### EXERCISE DESCRIPTION
The answer is a single figure: how many lines below contain the word "parked".

### SUPPLIED MATERIAL

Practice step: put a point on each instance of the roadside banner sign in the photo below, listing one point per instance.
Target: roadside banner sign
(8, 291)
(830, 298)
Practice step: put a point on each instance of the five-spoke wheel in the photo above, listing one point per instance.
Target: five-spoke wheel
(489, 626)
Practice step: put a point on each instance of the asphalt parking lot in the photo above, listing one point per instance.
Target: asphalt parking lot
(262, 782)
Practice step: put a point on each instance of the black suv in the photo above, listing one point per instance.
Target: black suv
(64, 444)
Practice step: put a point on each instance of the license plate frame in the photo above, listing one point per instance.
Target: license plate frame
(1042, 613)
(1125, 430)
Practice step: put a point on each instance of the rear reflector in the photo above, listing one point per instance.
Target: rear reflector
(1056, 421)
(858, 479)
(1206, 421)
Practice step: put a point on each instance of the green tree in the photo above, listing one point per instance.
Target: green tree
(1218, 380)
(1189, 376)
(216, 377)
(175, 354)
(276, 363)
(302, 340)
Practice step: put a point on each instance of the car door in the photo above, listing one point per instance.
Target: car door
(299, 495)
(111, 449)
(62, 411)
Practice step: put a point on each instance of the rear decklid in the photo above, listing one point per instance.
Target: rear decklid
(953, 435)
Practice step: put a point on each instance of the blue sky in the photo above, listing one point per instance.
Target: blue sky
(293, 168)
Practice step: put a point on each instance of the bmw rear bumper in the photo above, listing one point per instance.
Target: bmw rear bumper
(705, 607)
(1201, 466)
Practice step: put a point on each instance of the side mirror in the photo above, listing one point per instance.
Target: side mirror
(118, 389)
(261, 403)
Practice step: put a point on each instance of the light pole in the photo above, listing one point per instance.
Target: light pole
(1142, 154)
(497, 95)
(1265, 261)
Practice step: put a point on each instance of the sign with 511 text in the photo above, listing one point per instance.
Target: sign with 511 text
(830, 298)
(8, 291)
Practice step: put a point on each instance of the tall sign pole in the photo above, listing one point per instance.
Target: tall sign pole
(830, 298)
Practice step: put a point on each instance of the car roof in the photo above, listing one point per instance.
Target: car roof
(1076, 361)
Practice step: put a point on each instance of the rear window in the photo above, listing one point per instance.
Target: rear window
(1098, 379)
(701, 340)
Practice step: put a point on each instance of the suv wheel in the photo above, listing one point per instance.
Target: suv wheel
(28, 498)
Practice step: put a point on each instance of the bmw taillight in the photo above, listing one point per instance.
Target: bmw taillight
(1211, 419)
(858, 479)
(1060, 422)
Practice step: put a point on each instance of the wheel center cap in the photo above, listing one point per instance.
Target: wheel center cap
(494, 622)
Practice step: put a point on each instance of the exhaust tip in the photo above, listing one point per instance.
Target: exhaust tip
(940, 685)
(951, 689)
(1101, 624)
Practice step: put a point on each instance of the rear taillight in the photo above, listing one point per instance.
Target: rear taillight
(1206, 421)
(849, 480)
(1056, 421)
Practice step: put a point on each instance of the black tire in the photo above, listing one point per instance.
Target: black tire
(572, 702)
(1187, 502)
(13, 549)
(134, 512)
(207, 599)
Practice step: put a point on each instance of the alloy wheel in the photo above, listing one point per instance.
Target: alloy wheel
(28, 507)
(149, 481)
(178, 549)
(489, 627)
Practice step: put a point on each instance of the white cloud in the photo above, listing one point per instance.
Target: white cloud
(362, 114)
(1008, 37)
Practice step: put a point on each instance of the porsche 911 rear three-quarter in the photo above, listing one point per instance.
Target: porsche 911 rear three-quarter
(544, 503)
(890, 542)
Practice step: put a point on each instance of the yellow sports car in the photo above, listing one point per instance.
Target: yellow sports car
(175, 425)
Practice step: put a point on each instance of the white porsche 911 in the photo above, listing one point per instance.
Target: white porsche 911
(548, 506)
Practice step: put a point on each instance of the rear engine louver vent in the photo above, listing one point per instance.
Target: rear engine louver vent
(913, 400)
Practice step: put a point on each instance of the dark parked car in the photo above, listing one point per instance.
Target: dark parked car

### ANSWER FOR THE TASK
2